Assignment:
From the piece on Biden and soft power, list each form in which it says hard power is deployed.

Selected extract:
______

Biden Warns Putin & Rebuilds America's "Soft Power" Through Alliances & Trust
During the Trump years, America's standing in the world was reduced to what it could obtain through raw power and intimidation. That might have been enough for Great Britain in the 19th Century, but in the age of nuclear weapons, cyberwarfare, terrorism, and a globalized economy it's not enough to achieve the nation's international goals. You also need what IR expert Joseph Nye called "soft power." US President Joe Biden understands that you need both to reach your global objectives in the 21st century.
Soft Power.com: "Power in international relations has traditionally been defined and assessed in easily quantifiable ‘hard’ terms, often understood in the context of military and economic might. Hard power is deployed in the form of coercion: using force, the threat of force, economic sanctions, or inducements of payment. In contrast to the coercive nature of hard power, soft power describes the use of positive attraction and persuasion to achieve foreign policy objectives. Soft power shuns the traditional foreign policy tools of carrot and stick, seeking instead to achieve influence by building networks, communicating compelling narratives, establishing international rules, and drawing on the resources that make a country naturally attractive to the world."
Biden had three objectives during his trip to Europe: rebuild America's alliances in Europe that had been undermined by Donald Trump and former Secretary of State Mike Pompeo, warn Vladimir Putin of the consequences of misbehavior, and demonstrate to the international community that the United States is a force for good in the world. And, Biden understands something that Trump never did; those goals, combining America's hard and soft power, are intertwined and constitute American "Greatness."
President Biden didn't get everything that he wanted in his meetings with the G7, the European Union and NATO, but he got more than anyone could have expected going into the meetings.

______

Supplied entries:
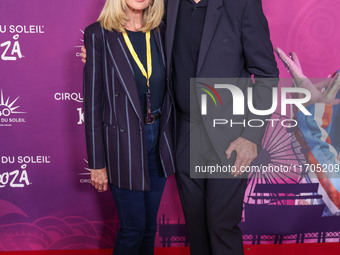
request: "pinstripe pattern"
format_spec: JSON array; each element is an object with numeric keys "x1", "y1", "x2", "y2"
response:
[
  {"x1": 139, "y1": 122, "x2": 145, "y2": 190},
  {"x1": 116, "y1": 127, "x2": 120, "y2": 188},
  {"x1": 158, "y1": 32, "x2": 166, "y2": 66},
  {"x1": 106, "y1": 41, "x2": 142, "y2": 121},
  {"x1": 112, "y1": 67, "x2": 117, "y2": 120},
  {"x1": 106, "y1": 126, "x2": 112, "y2": 183},
  {"x1": 92, "y1": 34, "x2": 96, "y2": 169},
  {"x1": 102, "y1": 28, "x2": 112, "y2": 125},
  {"x1": 117, "y1": 38, "x2": 135, "y2": 75},
  {"x1": 84, "y1": 22, "x2": 174, "y2": 191},
  {"x1": 125, "y1": 96, "x2": 132, "y2": 190},
  {"x1": 163, "y1": 133, "x2": 175, "y2": 173}
]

______

Result below:
- using force
- the threat of force
- economic sanctions
- inducements of payment